• Short task: Retype, without alteration, each line from the line containing "Objective — one dot on each instance of the reflection" to the final line of the records.

[Records of labeled points]
******

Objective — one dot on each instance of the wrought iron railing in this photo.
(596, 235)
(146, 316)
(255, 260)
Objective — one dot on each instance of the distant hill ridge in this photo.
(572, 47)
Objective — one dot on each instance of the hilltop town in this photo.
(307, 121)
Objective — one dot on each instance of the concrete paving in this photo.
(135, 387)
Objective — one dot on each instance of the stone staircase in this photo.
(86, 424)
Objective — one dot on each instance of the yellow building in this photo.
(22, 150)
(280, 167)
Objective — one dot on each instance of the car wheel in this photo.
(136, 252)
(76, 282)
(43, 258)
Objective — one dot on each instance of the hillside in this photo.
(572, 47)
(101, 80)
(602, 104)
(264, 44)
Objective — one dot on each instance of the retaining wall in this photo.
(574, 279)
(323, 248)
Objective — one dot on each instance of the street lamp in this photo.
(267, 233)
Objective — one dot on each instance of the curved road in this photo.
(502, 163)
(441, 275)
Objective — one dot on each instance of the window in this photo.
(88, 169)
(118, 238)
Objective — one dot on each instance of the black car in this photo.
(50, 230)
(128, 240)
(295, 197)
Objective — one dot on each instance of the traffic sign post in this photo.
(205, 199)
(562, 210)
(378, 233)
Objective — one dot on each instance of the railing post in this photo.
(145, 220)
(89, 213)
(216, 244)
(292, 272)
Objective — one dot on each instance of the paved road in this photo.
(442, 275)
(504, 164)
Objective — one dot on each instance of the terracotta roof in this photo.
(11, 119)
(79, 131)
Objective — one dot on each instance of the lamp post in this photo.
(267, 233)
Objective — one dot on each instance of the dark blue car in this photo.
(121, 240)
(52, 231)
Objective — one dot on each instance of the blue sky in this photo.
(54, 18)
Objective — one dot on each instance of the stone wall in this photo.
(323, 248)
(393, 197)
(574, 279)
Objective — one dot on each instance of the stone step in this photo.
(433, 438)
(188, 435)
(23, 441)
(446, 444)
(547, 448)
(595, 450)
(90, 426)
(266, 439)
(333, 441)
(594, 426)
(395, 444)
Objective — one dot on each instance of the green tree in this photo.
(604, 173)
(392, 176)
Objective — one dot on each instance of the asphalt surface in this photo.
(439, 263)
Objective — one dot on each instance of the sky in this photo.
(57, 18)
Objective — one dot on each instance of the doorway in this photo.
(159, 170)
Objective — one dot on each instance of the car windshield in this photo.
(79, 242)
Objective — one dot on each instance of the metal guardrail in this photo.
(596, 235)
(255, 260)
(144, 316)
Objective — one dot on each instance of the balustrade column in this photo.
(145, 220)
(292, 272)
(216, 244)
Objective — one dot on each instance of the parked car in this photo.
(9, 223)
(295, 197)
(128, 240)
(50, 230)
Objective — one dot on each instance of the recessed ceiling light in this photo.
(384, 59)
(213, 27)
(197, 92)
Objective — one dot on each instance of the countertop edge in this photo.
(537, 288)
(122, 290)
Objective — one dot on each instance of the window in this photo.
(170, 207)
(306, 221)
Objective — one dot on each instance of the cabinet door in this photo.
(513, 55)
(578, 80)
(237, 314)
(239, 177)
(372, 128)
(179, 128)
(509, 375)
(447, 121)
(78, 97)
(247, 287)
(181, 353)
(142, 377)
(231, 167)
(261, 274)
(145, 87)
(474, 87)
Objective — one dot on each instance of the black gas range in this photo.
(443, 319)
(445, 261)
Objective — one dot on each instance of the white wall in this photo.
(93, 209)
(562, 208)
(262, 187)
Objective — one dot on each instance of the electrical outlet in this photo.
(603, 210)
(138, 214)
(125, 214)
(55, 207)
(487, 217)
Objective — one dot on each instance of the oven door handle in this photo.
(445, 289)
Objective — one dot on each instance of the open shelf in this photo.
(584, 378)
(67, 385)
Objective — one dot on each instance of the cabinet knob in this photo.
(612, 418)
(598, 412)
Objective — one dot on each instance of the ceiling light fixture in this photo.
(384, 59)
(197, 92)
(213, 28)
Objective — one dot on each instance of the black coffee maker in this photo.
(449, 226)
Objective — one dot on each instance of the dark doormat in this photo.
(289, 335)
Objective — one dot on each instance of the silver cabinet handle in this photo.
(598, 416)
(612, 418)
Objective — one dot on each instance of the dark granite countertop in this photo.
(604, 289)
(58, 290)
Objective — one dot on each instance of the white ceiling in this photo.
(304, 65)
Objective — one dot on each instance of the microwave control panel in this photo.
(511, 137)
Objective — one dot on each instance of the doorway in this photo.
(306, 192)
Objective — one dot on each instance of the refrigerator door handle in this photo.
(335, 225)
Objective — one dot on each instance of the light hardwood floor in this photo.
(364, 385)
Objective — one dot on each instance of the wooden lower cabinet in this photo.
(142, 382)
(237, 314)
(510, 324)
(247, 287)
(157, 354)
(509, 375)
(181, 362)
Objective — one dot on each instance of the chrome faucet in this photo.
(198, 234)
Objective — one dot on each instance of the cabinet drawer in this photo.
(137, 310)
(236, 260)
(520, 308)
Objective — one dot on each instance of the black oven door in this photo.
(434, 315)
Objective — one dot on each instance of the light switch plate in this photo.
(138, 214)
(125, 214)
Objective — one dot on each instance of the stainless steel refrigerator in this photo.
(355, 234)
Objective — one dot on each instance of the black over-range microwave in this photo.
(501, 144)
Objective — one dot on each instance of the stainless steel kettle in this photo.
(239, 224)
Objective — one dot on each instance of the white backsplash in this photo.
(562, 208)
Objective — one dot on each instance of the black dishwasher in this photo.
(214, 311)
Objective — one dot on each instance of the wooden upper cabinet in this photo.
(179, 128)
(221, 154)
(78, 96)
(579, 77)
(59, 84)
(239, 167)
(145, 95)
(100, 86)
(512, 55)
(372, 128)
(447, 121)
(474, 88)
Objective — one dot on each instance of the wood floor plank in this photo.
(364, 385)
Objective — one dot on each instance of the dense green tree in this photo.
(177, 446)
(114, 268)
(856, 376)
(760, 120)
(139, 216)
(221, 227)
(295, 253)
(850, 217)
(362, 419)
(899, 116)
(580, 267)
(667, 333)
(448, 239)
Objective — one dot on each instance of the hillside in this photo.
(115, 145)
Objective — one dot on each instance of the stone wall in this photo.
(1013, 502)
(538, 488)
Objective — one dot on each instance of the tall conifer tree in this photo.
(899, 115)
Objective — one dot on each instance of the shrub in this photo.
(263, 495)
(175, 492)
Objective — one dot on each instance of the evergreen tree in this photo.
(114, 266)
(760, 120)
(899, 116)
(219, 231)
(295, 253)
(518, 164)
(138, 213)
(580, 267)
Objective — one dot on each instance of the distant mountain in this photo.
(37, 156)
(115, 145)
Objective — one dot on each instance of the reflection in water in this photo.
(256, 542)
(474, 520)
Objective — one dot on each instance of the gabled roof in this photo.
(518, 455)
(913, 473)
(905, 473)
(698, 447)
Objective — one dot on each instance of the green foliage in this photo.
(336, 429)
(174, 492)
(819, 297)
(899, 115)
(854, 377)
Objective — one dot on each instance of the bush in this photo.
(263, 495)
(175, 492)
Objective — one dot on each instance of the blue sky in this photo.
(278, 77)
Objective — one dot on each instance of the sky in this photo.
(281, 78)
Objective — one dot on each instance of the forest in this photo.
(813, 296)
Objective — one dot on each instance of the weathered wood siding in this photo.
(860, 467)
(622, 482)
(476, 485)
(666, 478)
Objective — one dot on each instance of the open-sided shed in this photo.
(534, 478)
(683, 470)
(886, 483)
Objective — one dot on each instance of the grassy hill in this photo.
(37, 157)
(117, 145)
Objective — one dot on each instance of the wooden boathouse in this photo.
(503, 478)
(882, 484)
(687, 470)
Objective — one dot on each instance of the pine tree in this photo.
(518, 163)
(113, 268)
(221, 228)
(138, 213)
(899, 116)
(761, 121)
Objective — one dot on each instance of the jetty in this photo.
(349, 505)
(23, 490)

******

• Answer to this problem:
Objective — one dot on each instance of the reflection in water in this photo.
(256, 542)
(474, 520)
Objective — one dot on each instance of the gabled roof in this photo.
(518, 455)
(913, 473)
(905, 473)
(698, 447)
Objective — one dot on each instance of the green foliage in this photo.
(336, 429)
(174, 492)
(819, 297)
(899, 115)
(854, 377)
Objective — one dot on each instance of the bush in this photo.
(263, 495)
(175, 492)
Objective — one dot on each instance of the blue sky in this photo.
(278, 77)
Objective — one dot on each instance of the sky in this photo.
(281, 78)
Objective — one dot on each instance of the forest in this photo.
(813, 296)
Objective — one dot on each instance of the weathered wood siding in this photo.
(860, 467)
(622, 482)
(476, 485)
(666, 478)
Objective — one dot on each instance of the open-sided shed in this photo.
(534, 478)
(683, 470)
(886, 483)
Objective — one dot on each instance of the grassy hill in this photo.
(37, 157)
(117, 145)
Objective — one dot on each instance of the wooden boathouse in this photo.
(503, 478)
(882, 484)
(687, 470)
Objective — one dot on each instance of the pine tree in this photo.
(518, 163)
(113, 268)
(221, 228)
(138, 213)
(899, 116)
(761, 121)
Objective — one dot on each instance of the jetty in this photo.
(349, 505)
(23, 490)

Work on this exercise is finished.